Start of Block

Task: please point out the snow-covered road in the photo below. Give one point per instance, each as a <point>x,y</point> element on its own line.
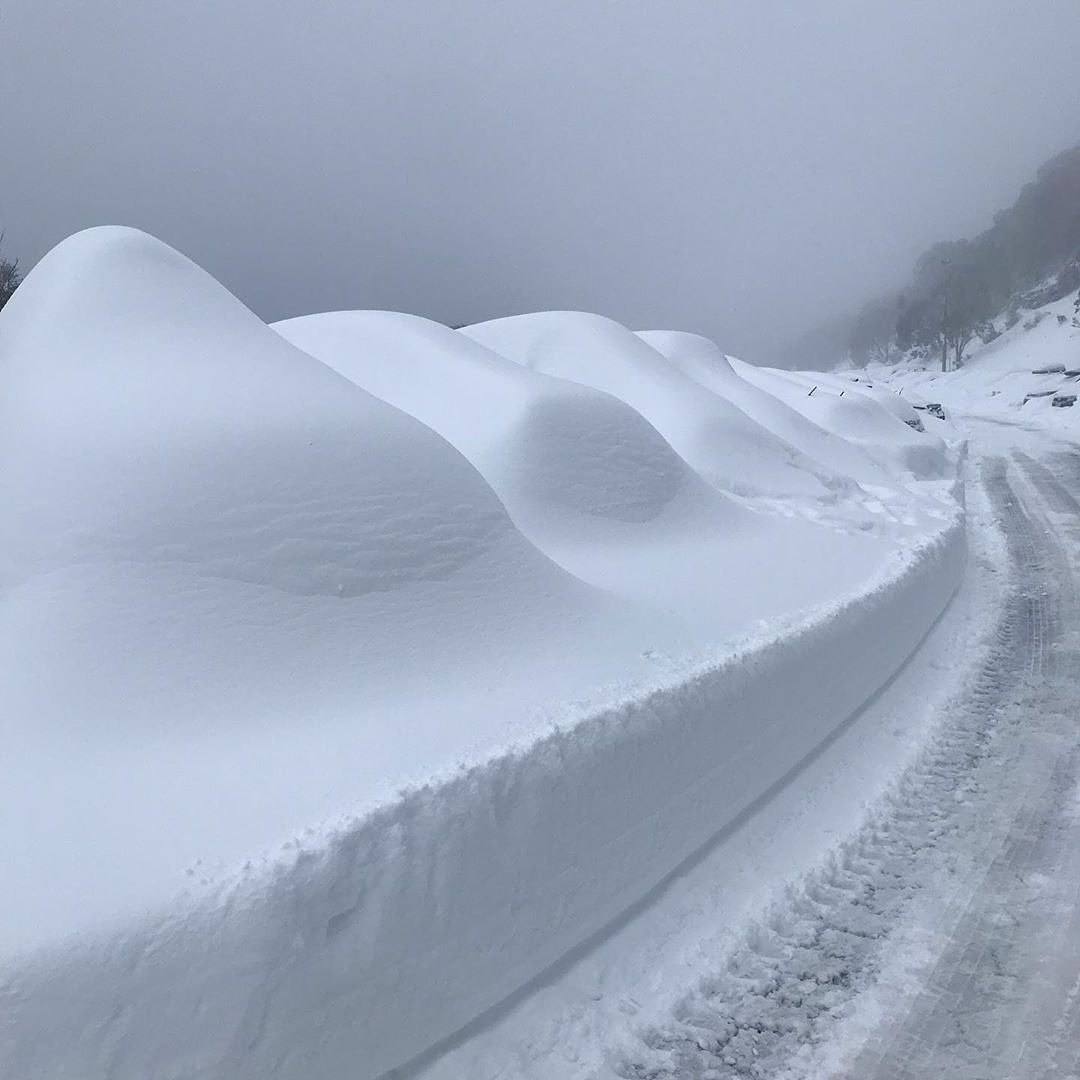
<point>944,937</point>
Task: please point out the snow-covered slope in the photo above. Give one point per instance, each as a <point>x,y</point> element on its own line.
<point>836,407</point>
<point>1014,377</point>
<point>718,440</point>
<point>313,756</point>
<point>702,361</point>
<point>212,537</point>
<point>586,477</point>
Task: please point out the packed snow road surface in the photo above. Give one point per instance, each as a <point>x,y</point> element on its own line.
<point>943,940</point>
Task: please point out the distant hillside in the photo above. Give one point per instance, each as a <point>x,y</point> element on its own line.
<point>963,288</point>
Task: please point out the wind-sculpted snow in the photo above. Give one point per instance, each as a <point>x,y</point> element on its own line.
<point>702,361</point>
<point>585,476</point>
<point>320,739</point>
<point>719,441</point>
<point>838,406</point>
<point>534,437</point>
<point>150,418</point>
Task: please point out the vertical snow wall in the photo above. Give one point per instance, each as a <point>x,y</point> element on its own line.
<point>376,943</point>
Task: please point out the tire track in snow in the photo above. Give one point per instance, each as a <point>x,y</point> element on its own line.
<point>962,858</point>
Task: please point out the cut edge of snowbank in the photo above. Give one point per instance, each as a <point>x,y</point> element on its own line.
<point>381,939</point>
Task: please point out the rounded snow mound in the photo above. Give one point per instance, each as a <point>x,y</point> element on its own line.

End of Block

**Aim of the exercise**: Every record above must be repeated exactly, with the pictures dropped.

**Problem solution**:
Task: please point out the snow-covered road in the photo below. Give one point per instance, each as a <point>x,y</point> element on its own line.
<point>944,937</point>
Task: please point out the snow-covered slope in the photo above. Give one point per instance, each as a <point>x,y</point> element on its own line.
<point>836,407</point>
<point>1014,377</point>
<point>718,440</point>
<point>313,756</point>
<point>702,361</point>
<point>212,537</point>
<point>586,477</point>
Task: please point out the packed snow road surface in the photo above. Give one point per instance, each as a <point>x,y</point> element on its own line.
<point>943,940</point>
Task: please point out the distant hillside in the photo above. Give one point per instance, each as a <point>x,y</point> element on its own line.
<point>963,288</point>
Task: please point out the wind-sculpted snow in the photo above. Give one point per instance, each as a <point>x,y</point> element on its own line.
<point>702,361</point>
<point>585,476</point>
<point>320,739</point>
<point>719,441</point>
<point>838,406</point>
<point>534,437</point>
<point>150,418</point>
Task: please point out the vertical snow wall in the photo above. Give one point per instance, each as a <point>x,y</point> element on its own line.
<point>376,943</point>
Task: please point out the tire track in snow in the photo above. Give one point per instance, each as a <point>x,y</point> element on its own line.
<point>962,858</point>
Task: please point out the cut edge of snowbank in the photo above. Give one point per instance, each as a <point>x,y</point> element on its own line.
<point>381,939</point>
Task: please point out the rounded snow mound in the photo above. Give one point per instance, each as a <point>x,y</point> element on its own line.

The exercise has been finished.